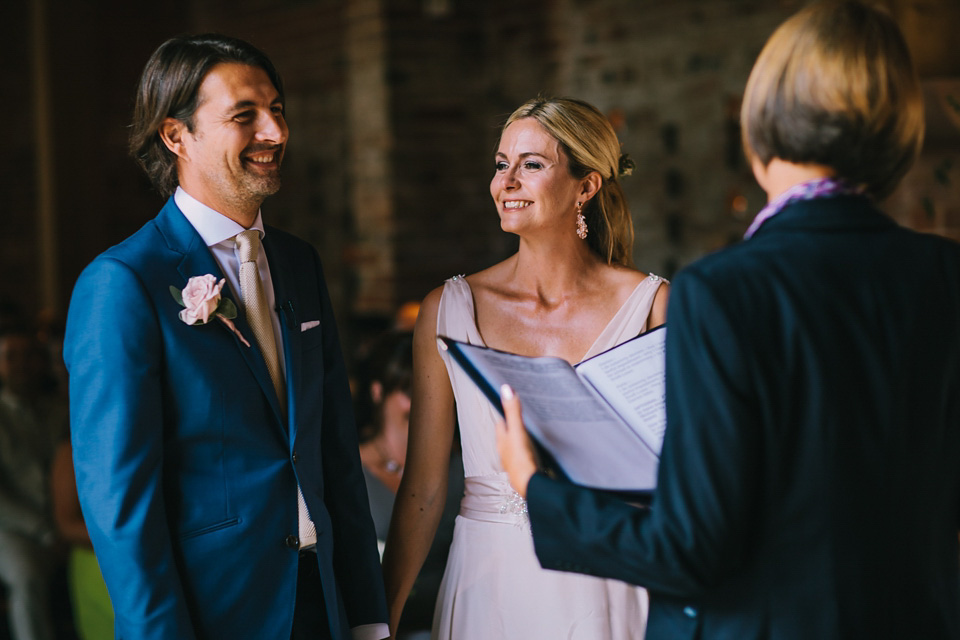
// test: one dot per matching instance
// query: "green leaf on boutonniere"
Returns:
(227, 309)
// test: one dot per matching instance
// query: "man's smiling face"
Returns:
(230, 161)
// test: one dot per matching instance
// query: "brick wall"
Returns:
(394, 108)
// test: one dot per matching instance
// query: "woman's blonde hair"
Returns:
(590, 144)
(835, 86)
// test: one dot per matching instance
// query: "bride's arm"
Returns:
(423, 489)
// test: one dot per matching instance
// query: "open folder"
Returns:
(599, 423)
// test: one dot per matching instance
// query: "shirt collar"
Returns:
(213, 226)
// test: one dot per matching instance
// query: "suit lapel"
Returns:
(198, 260)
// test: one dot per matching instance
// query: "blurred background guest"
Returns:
(32, 421)
(383, 417)
(92, 611)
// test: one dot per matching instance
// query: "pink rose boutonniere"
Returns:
(202, 301)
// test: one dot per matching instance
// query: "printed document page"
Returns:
(592, 445)
(631, 378)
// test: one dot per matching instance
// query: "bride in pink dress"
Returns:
(569, 291)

───

• _HOW TO COMPLETE THIS TASK_: Output every entry above exactly as written, but omit the pictures.

• _ANSWER SECTION_:
// test: one dot per matching instance
// query: "green leaf on boutonniere"
Returns:
(227, 309)
// test: one dot per matching instance
// query: "man's smiling face"
Returns:
(230, 161)
// test: one dot per matching instance
// query: "brick wall"
Returns:
(394, 108)
// test: one dot per matching instance
// query: "woman's blonde hair"
Returns:
(590, 144)
(835, 86)
// test: one dot per matching instance
// query: "bride's arm"
Returns:
(423, 489)
// test: one dot per matching instance
// query: "open folder"
Returns:
(599, 423)
// test: one dot per matching instance
// query: "shirt collar"
Returns:
(213, 226)
// test: one dot per matching instance
// query: "suit lapel"
Returns:
(198, 260)
// test: one dot per matching instance
// query: "blurred background guest"
Returns:
(32, 421)
(383, 417)
(92, 611)
// test: one dot per matching instance
// query: "pink rose boutonniere"
Returns:
(202, 301)
// test: one dot per matching instance
// query: "printed document page"
Returns:
(592, 445)
(631, 378)
// test: one dot per matching instance
// query: "bride in pink dress"
Returns:
(569, 291)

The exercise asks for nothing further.